Фрагмент страницы:

────────────────────

Такая сексуальная репрезентация насилия превращает его в ритуальную игру. Кавани чётко отделяет садистскую позицию от мазохистской. Общие воспоминания Макса и Лючии репрезентируют экономику садизма. Макс (надзиратель концлагеря) имел абсолютную власть над Лючией (узницей концлагеря). Реэстетизация этого союза позволяет перераспределить властные отношения. Отношения жесткой садистской экономики трансформируются в мазохистский маскарад, лишающий Макса его власти, тогда как Лючия получает не просто полномочия свидетеля, но и реальную власть над своим мучителем. Лючия обладает двойной властью над Максом – в качестве соблазнительницы и в качестве выжившей свидетельницы преступления. Чем не метафора послевоенной одержимости памятью, принуждающей жертв помнить, а кино – фетишизировать нацизм? Взаимное наложение садизма и мазохизма, образующее серую зону фашистской суицидальной сборки, пересобирается и переприсваивается посредством такой вторичной театрализации фашистского театра.
Лючия в знаменитой сцене танца в кабаре превращается в femme fatale, демонстрируя потенциалы перманентного эротического движения, образованного колебанием между образами жертвы и палача. Макс и Лючия сопротивляются идеалу расовой и буржуазной чистоты. Их мазохистская маскировка вызывает целую череду инверсий внутри этих границ – мужское / женское, гетеросексуальное / гомосексуальное, жертва / палач.
Маленькая смерть, в которую играет мазохист, воспроизводит удовольствие так, чтобы бесконечно откладывать невозможный конец этого удовольствия. На великий невротический вопрос «чего же хочет женщина?» получен абсолютно позитивный ответ: «Хочет, чтобы мужчина стал ни мужчиной, ни женщиной, чтобы ничего более не хотел, чтобы она и он в своем различии были идентичны в безумном соединении всех тканей» [5].
Всё это позволяет разглядеть гибкую, кочевую власть. Хотя Макс утверждает, что Лючия «всё ещё его маленькая девочка, точно такая же, как и прежде», но в действительности послевоенный контекст кардинально меняет характер их отношений, потому что радикально изменился их социальный статус. В нацистский период Лючия, будучи дочерью социалиста и неарийкой, считалась женщиной-недочеловеком. В послевоенный же период именно Макс предстаёт воплощением бесчеловечности. Характеристики инфрачеловеческого (изнеженность, гедонизм, извращенность, заразность), которые позволяют отличить нацистов от добропорядочных граждан, сходны с теми качествами, которыми фашисты наделяли своих нечистых жертв.

────────────────────

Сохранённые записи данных
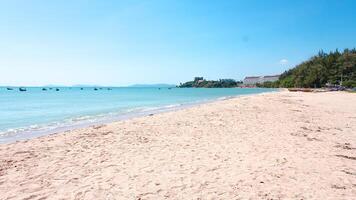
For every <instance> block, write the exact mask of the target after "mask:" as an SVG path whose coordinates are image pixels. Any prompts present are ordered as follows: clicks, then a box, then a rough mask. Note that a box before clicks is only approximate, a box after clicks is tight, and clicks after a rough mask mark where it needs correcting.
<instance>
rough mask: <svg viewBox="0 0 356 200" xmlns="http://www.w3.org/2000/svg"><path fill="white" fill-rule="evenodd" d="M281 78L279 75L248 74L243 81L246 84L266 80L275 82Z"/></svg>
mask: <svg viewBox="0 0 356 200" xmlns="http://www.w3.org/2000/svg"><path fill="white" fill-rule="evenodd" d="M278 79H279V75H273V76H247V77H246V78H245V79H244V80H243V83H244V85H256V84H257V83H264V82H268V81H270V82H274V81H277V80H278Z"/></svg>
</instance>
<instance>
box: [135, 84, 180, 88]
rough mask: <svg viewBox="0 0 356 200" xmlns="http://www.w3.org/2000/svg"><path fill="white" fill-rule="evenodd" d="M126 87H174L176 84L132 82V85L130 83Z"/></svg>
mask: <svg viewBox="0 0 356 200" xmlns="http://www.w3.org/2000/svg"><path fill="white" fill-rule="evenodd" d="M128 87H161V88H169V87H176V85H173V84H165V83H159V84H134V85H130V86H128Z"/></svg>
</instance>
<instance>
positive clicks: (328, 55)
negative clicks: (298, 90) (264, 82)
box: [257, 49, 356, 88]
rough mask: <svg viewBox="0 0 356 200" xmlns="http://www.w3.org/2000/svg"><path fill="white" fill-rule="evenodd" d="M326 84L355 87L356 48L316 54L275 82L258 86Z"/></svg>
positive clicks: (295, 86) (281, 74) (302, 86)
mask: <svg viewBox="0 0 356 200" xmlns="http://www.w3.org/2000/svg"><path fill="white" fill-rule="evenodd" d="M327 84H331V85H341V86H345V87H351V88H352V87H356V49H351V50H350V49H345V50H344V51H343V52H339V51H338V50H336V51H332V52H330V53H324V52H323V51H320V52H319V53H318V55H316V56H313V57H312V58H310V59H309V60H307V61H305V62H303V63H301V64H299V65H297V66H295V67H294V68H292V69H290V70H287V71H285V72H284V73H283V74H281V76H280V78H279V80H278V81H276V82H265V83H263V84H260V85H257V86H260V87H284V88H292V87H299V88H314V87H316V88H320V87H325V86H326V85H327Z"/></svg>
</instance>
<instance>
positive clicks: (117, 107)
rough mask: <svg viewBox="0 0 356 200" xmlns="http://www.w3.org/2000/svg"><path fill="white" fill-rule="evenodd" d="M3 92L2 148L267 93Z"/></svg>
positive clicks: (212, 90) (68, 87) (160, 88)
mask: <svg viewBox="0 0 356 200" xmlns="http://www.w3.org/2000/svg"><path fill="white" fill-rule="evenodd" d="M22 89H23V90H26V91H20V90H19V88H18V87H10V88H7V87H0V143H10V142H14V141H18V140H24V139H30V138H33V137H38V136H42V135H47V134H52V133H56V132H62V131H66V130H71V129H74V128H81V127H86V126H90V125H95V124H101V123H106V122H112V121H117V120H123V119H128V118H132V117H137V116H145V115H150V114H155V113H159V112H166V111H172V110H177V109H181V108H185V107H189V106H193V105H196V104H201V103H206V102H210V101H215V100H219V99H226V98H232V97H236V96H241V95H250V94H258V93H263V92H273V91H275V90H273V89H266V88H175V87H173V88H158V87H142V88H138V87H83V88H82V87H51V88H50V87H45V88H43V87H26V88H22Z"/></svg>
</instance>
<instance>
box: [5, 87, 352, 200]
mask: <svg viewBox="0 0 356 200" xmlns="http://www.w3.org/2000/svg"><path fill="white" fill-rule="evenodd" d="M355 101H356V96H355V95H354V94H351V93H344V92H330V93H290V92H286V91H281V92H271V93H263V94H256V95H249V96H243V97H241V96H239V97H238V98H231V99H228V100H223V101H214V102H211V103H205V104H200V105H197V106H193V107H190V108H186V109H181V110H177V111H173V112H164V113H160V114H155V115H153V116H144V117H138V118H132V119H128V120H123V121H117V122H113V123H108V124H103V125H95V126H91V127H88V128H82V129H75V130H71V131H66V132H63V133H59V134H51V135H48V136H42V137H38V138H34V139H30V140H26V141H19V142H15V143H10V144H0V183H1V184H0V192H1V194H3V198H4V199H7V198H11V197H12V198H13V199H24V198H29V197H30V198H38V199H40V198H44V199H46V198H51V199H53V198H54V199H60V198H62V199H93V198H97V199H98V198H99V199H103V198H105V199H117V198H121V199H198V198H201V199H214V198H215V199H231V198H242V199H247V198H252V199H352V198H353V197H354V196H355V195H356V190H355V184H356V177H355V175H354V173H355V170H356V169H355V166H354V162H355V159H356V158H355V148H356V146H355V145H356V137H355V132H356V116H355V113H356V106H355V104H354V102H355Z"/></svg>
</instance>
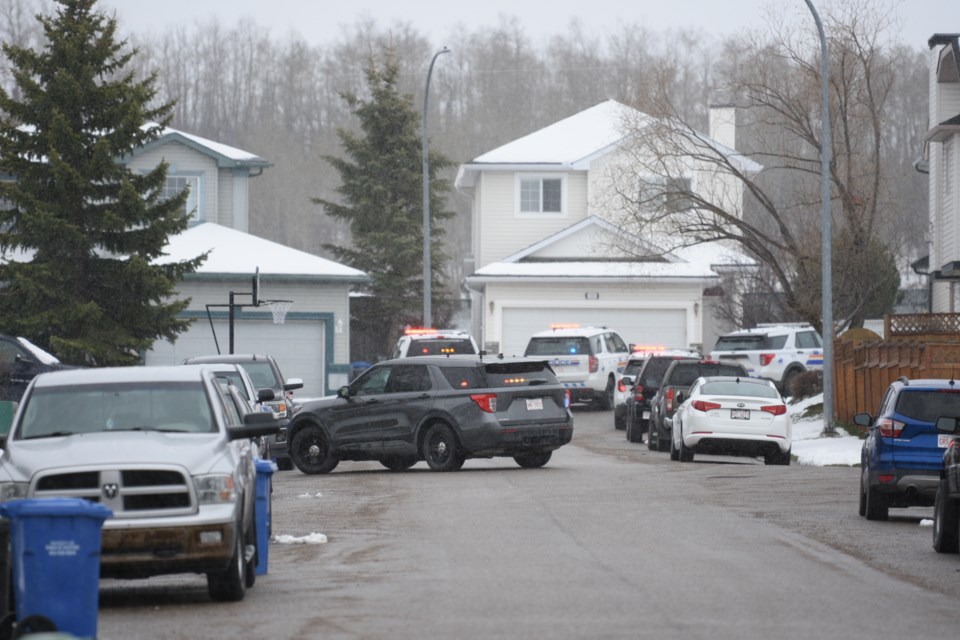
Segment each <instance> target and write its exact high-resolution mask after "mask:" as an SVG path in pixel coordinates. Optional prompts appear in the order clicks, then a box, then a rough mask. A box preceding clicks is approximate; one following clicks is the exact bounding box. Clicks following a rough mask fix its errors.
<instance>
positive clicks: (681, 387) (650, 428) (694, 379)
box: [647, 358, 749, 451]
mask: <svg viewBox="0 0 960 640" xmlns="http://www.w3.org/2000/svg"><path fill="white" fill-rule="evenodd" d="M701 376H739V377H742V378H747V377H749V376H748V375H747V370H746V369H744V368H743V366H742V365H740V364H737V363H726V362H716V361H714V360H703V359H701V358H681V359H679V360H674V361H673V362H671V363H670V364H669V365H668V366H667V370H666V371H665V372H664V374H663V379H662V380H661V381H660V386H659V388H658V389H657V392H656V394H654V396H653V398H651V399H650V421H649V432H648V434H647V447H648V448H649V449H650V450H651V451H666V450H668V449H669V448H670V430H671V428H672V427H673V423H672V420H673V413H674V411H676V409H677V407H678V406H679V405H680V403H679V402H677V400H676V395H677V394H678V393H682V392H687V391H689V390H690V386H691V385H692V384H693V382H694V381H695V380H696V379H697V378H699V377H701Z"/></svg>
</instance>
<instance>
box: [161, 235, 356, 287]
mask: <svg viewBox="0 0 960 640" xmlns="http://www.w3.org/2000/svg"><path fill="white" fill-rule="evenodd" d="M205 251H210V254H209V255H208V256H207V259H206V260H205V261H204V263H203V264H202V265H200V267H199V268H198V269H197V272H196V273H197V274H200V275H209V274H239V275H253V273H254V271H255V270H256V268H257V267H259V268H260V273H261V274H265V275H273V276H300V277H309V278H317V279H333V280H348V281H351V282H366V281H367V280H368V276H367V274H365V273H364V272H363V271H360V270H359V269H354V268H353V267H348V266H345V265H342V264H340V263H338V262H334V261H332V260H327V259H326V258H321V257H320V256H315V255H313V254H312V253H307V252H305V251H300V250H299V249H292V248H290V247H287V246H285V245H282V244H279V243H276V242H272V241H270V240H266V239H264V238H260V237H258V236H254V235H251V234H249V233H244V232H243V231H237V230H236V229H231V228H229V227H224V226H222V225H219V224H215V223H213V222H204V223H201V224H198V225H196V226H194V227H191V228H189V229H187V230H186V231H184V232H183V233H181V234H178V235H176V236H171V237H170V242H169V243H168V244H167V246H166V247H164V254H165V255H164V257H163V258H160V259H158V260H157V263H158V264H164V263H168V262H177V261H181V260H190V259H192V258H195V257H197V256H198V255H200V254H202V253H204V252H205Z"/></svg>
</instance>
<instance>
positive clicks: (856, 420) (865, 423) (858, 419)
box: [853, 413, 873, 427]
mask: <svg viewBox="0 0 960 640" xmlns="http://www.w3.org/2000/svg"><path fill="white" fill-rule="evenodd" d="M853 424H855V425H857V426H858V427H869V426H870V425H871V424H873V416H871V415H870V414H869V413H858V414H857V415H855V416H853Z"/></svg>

────────────────────

Задание: Какие характеристики инфрачеловеческого перечислены во фрагменте страницы? Назовите все.

Ответ: изнеженность, гедонизм, извращенность, заразность